## Task prompt
Copy each line that includes the string "rear" from the material into your answer.

## Exercise data
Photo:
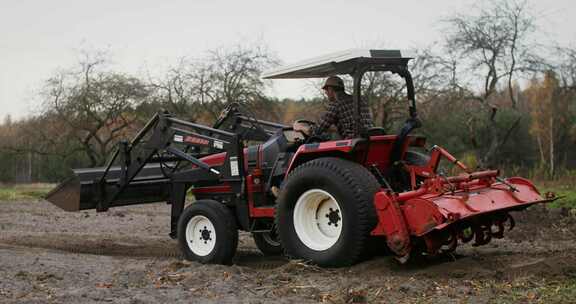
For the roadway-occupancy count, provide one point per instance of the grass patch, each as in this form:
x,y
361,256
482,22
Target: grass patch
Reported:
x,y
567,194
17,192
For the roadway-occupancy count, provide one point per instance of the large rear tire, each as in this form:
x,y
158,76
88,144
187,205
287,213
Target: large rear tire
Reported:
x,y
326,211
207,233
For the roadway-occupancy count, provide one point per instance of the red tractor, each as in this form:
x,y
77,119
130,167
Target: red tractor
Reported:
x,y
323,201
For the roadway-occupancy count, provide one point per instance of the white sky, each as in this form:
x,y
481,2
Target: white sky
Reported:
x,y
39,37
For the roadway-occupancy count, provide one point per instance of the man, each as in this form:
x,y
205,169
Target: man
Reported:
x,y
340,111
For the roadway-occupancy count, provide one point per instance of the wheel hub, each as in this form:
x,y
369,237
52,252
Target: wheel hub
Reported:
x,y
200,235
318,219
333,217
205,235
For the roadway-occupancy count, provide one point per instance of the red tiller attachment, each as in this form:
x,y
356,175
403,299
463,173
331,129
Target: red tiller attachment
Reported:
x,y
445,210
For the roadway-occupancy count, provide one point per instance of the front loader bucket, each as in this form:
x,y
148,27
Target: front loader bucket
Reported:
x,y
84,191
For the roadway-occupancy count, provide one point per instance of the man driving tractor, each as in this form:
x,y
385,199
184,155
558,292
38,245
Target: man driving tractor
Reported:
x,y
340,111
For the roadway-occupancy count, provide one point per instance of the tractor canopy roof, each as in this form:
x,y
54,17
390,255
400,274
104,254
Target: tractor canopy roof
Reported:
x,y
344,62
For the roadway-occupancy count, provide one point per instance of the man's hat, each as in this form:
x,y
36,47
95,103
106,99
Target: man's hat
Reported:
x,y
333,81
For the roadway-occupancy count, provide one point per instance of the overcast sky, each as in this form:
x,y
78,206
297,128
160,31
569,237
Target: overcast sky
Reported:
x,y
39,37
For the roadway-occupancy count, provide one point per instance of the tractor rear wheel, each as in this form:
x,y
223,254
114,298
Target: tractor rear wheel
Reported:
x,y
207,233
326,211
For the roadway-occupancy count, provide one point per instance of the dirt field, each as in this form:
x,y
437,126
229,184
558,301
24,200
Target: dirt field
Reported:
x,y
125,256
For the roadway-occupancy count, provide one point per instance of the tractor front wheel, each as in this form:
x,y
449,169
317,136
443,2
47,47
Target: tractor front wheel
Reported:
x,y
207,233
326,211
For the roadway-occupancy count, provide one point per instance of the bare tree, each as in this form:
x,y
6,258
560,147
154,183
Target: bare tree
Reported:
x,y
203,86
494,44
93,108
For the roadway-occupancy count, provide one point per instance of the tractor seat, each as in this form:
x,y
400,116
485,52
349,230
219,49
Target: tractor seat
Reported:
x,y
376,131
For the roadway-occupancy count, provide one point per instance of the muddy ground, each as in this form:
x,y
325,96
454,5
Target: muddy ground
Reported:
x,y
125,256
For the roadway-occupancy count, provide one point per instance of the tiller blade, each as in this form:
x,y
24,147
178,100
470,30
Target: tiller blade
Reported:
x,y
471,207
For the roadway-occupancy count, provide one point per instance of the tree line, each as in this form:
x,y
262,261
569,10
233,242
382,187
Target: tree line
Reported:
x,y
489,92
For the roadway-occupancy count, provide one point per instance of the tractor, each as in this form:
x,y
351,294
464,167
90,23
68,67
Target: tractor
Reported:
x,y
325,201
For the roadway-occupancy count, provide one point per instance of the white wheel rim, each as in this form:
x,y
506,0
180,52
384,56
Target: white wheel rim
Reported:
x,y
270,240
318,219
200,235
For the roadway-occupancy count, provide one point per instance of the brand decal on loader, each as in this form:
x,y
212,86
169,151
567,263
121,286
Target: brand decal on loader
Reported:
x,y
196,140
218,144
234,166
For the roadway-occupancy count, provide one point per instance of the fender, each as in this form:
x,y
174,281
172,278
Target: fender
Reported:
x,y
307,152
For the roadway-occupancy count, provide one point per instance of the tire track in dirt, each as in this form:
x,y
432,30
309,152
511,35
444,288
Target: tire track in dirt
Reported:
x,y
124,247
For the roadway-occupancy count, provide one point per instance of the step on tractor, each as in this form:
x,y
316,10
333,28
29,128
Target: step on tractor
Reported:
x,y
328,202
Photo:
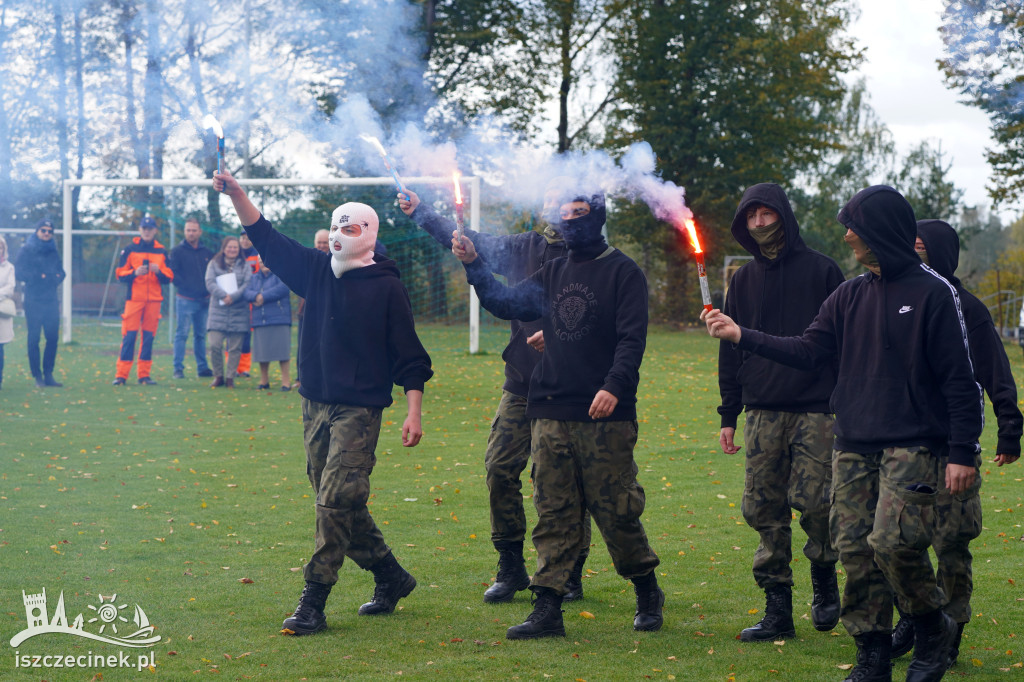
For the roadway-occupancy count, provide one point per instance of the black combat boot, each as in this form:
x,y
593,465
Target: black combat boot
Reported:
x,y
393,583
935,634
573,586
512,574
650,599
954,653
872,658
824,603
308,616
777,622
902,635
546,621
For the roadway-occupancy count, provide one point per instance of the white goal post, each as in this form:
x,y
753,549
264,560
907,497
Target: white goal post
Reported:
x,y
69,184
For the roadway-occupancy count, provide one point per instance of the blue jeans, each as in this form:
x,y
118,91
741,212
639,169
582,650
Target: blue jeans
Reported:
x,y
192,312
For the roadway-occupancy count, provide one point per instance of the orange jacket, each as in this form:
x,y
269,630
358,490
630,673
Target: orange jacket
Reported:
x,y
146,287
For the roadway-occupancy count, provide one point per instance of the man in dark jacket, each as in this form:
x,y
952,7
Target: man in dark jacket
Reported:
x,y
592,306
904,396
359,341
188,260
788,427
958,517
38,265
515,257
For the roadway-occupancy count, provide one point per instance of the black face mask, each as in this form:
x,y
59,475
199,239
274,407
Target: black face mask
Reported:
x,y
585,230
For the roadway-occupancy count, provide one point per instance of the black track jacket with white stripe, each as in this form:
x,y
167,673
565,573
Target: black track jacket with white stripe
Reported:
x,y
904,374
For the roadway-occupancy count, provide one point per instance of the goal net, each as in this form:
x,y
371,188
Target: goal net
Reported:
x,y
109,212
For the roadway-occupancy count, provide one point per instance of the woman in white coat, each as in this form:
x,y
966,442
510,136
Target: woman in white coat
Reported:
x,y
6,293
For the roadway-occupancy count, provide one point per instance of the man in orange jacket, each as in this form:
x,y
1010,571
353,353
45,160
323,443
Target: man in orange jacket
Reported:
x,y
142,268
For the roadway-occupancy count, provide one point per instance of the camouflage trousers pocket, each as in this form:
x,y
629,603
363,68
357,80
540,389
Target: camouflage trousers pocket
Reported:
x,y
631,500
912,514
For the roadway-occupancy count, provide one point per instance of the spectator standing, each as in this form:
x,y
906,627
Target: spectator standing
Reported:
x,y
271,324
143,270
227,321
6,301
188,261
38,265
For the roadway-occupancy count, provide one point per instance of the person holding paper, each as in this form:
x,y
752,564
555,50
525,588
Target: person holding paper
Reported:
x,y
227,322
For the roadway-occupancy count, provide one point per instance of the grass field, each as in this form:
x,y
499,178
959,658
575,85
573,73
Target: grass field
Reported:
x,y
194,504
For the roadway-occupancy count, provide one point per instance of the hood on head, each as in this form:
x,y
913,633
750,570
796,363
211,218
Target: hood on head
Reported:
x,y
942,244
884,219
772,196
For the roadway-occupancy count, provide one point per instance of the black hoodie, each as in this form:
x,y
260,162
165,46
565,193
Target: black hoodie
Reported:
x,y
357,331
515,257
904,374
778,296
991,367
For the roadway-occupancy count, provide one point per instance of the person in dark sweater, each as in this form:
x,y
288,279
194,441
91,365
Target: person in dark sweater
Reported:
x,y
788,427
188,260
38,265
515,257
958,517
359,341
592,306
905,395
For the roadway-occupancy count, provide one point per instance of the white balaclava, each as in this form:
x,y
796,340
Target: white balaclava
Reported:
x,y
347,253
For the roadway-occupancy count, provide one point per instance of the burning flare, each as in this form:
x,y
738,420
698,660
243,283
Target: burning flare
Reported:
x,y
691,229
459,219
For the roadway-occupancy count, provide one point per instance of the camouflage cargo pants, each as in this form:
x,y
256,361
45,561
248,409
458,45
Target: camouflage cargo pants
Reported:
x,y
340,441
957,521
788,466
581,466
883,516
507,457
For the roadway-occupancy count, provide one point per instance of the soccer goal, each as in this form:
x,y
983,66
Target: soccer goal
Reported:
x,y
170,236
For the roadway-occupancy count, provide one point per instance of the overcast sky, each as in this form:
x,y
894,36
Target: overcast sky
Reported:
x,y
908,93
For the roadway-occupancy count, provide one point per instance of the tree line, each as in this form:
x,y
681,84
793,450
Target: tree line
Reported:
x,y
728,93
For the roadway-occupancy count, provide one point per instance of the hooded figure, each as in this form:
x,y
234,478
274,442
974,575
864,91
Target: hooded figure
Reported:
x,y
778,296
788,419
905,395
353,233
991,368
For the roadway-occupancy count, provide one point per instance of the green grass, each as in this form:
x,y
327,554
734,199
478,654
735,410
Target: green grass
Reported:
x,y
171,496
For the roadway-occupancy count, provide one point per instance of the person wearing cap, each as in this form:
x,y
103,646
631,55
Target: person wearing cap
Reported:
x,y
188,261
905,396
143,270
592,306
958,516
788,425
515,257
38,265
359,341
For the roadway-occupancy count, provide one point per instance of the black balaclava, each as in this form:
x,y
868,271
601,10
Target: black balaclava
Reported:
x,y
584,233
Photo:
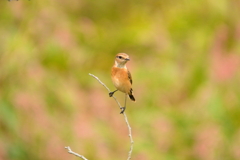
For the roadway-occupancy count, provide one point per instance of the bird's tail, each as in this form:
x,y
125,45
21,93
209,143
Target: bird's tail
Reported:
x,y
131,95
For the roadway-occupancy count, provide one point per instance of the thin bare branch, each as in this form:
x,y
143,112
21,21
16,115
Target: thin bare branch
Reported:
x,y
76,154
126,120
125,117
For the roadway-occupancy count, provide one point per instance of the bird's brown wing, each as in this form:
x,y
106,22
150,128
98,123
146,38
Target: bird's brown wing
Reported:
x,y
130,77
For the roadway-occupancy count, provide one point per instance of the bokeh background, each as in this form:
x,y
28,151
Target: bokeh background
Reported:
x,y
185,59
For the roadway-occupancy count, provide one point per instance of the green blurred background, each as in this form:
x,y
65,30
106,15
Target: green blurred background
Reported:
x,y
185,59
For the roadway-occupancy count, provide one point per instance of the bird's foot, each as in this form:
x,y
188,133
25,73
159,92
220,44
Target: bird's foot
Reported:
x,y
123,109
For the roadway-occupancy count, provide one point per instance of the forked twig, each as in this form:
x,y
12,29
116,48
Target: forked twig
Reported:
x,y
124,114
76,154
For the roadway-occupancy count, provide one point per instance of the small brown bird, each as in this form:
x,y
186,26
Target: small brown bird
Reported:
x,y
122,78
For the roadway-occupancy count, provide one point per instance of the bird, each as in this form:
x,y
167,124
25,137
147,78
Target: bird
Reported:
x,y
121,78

## The completed task
For the roadway-occupancy count, provide one point per instance of the large rear tire, each as in this form:
Target: large rear tire
For the roadway-occupancy count, provide one point per instance of the tractor rear wheel, each as in this form:
Target: tractor rear wheel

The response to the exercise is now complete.